• SELECTED PASSAGE:
============================================================

Nutritional recommendations for weight loss

Nutritional recommendations for weight loss
Food nutrition facts

Nutritional recommendations for weight loss

My nutritional recommendations for weight loss are based on a Paleo diet perspective. Although these principles will certainly work for short-term results, don’t let the word “diet” mislead you — I highly discourage “dieting”, which usually entails slashing calories, and therefore nutrients.  This is a lifestyle change that will not only help you lose weight/get lean, but also increase your energy, increase your body’s efficiency for burning fat, and decrease inflammation in the body.

The most important thing to remember when following these nutritional recommendations for weight loss is to eat food made from scratch.   Be sure to read all labels, or better yet, don’t eat food with a label… if there are ingredients that look like they are out of a chemistry textbook, that’s a red flag.  It’s not meant to be eaten!

============================================================

• SOURCE DATA:

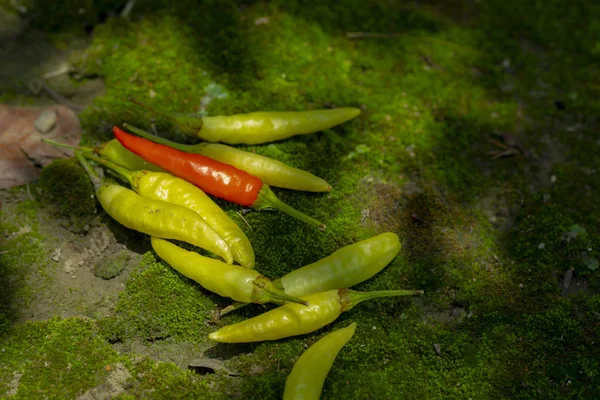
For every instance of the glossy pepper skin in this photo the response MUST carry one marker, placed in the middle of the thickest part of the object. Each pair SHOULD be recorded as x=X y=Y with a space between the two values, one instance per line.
x=259 y=127
x=166 y=187
x=218 y=179
x=116 y=153
x=272 y=172
x=225 y=280
x=155 y=217
x=344 y=268
x=294 y=319
x=305 y=382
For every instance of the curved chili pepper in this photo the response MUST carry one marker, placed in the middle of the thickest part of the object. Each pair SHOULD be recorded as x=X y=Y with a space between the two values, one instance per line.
x=155 y=217
x=258 y=127
x=293 y=319
x=272 y=172
x=214 y=177
x=116 y=153
x=344 y=268
x=173 y=190
x=305 y=382
x=238 y=283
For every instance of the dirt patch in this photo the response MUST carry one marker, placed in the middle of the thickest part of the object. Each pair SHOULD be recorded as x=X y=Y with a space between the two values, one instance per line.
x=74 y=289
x=180 y=353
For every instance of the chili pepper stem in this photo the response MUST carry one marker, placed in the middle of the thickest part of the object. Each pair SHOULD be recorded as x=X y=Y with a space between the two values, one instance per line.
x=266 y=199
x=125 y=174
x=66 y=146
x=350 y=298
x=193 y=124
x=232 y=307
x=189 y=148
x=265 y=291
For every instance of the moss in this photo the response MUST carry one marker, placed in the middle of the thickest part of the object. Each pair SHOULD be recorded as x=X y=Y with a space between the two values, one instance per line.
x=167 y=381
x=415 y=162
x=65 y=186
x=67 y=352
x=23 y=261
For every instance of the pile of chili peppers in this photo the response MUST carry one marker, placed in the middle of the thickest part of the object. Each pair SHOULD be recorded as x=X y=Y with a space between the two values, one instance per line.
x=169 y=199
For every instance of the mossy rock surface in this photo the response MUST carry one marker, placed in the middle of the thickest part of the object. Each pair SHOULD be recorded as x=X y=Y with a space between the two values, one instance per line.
x=477 y=145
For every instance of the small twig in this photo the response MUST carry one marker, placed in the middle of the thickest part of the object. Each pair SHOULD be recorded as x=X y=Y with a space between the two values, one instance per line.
x=127 y=9
x=56 y=96
x=65 y=68
x=355 y=35
x=244 y=219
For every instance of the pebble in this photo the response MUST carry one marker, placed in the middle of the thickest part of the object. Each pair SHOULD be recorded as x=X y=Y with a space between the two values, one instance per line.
x=46 y=121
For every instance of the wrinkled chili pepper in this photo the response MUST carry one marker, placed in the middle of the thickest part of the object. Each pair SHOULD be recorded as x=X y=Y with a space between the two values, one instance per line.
x=294 y=319
x=305 y=382
x=116 y=153
x=166 y=187
x=155 y=217
x=272 y=172
x=344 y=268
x=213 y=177
x=232 y=281
x=258 y=127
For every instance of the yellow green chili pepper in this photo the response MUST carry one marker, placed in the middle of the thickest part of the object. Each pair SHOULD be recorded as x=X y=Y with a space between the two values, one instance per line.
x=272 y=172
x=155 y=217
x=238 y=283
x=294 y=319
x=305 y=382
x=344 y=268
x=166 y=187
x=258 y=127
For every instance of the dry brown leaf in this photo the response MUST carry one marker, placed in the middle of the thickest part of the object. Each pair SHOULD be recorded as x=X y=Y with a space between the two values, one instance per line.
x=21 y=148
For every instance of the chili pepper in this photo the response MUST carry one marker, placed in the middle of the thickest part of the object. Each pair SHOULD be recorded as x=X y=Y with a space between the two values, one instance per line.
x=293 y=319
x=271 y=172
x=215 y=178
x=258 y=127
x=305 y=382
x=166 y=187
x=155 y=217
x=344 y=268
x=225 y=280
x=115 y=152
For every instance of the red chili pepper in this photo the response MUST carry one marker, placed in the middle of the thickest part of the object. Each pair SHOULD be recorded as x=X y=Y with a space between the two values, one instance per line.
x=214 y=177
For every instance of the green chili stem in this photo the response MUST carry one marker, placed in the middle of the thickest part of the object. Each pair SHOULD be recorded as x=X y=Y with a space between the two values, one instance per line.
x=264 y=291
x=90 y=171
x=125 y=174
x=350 y=298
x=282 y=297
x=267 y=199
x=188 y=148
x=65 y=145
x=232 y=307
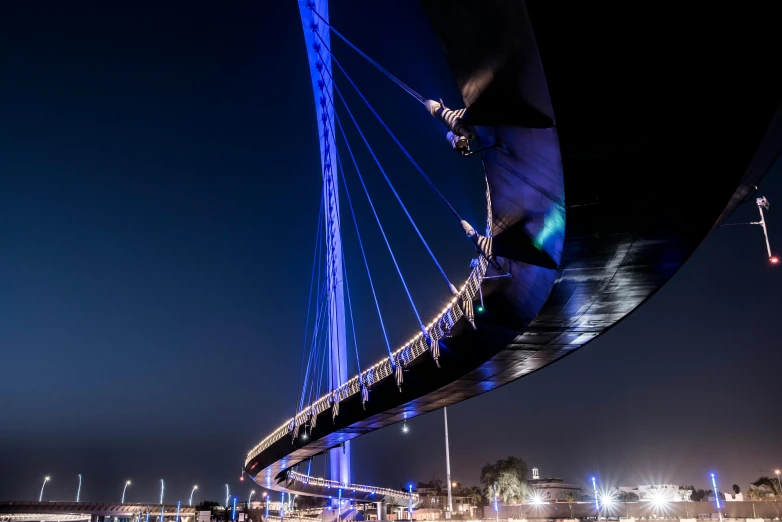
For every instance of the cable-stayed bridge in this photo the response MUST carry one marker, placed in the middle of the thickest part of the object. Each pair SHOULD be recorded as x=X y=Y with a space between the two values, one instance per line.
x=610 y=151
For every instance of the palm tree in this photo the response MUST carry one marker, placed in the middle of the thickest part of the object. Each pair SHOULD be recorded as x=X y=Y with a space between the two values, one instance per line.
x=510 y=488
x=756 y=493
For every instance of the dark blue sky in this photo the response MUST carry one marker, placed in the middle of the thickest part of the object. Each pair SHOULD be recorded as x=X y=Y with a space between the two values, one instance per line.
x=159 y=185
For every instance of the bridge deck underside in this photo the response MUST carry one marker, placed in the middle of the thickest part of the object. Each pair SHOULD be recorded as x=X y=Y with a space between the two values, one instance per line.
x=113 y=509
x=651 y=150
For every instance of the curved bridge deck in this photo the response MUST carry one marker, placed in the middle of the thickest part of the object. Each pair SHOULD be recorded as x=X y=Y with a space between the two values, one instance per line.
x=654 y=128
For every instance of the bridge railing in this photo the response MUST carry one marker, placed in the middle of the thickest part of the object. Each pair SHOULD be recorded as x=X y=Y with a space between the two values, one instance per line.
x=383 y=492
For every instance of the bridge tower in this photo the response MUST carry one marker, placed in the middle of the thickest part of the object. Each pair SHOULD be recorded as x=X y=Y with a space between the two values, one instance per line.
x=320 y=72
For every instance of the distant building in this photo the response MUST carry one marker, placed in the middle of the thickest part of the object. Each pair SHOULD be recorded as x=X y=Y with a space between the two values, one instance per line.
x=553 y=489
x=651 y=492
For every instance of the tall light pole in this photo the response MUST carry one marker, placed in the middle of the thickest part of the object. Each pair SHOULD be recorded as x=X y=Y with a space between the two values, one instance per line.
x=716 y=494
x=127 y=483
x=597 y=500
x=447 y=465
x=45 y=480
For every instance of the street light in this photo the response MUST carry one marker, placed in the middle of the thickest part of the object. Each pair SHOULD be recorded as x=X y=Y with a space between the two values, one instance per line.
x=716 y=494
x=45 y=480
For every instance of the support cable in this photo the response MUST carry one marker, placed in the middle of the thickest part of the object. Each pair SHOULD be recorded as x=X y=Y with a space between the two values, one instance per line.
x=355 y=221
x=379 y=67
x=388 y=130
x=377 y=219
x=315 y=258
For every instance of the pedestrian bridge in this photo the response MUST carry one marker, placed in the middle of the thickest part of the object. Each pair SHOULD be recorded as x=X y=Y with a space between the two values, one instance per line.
x=94 y=511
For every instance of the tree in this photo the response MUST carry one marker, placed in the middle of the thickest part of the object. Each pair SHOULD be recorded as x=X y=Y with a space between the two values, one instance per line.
x=770 y=485
x=511 y=466
x=510 y=489
x=476 y=496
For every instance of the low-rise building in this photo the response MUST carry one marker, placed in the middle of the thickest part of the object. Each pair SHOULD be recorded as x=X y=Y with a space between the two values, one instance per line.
x=655 y=492
x=553 y=489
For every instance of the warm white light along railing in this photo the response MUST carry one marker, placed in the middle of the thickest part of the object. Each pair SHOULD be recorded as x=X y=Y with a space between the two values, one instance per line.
x=411 y=350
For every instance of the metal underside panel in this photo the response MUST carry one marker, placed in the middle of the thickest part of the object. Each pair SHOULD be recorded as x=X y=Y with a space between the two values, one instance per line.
x=661 y=121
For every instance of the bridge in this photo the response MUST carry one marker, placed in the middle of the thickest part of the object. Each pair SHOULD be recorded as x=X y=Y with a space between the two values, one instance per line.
x=92 y=511
x=603 y=175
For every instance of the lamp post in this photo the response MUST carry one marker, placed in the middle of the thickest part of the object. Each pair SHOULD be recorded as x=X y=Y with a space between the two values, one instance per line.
x=716 y=494
x=45 y=480
x=127 y=483
x=496 y=506
x=447 y=465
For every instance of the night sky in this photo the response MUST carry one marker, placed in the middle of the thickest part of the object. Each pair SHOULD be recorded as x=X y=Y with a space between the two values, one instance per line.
x=159 y=194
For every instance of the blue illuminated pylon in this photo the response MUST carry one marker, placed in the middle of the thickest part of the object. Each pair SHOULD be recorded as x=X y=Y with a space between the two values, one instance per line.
x=339 y=458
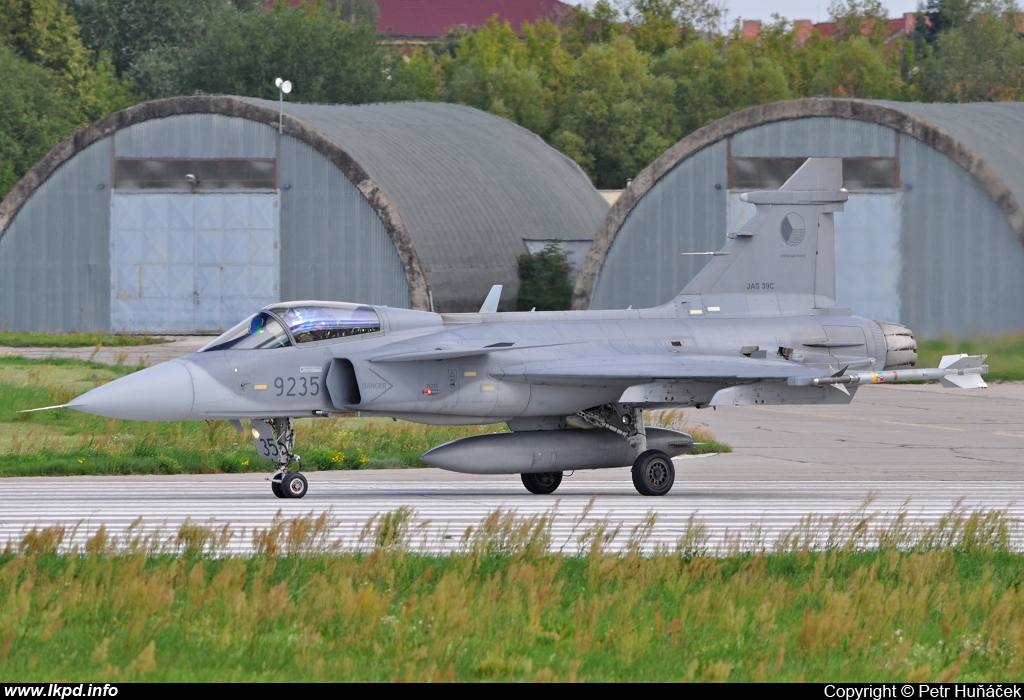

============================================================

• WORK REQUEST 1:
Reproduce word for word the part of the weight-loss nutrition text starting at "My nutritional recommendations" and ending at "to be eaten!".
• WORK REQUEST 2:
Decide whether each statement agrees with the weight-loss nutrition text, answering yes or no and quoting the deciding words: (a) The author recommends cutting calories as a way to lose weight. (b) The recommendations come from a Paleo diet perspective. (c) The author names eating food made from scratch as the most important thing to remember.
None of the material is needed here.

• WRITTEN SOLUTION 1:
My nutritional recommendations for weight loss are based on a Paleo diet perspective. Although these principles will certainly work for short-term results, don’t let the word “diet” mislead you — I highly discourage “dieting”, which usually entails slashing calories, and therefore nutrients.  This is a lifestyle change that will not only help you lose weight/get lean, but also increase your energy, increase your body’s efficiency for burning fat, and decrease inflammation in the body.

The most important thing to remember when following these nutritional recommendations for weight loss is to eat food made from scratch.   Be sure to read all labels, or better yet, don’t eat food with a label… if there are ingredients that look like they are out of a chemistry textbook, that’s a red flag.  It’s not meant to be eaten!

• WRITTEN SOLUTION 2:
(a) No: "I highly discourage “dieting”, which usually entails slashing calories, and therefore nutrients."
(b) Yes: "My nutritional recommendations for weight loss are based on a Paleo diet perspective."
(c) Yes: "The most important thing to remember when following these nutritional recommendations for weight loss is to eat food made from scratch."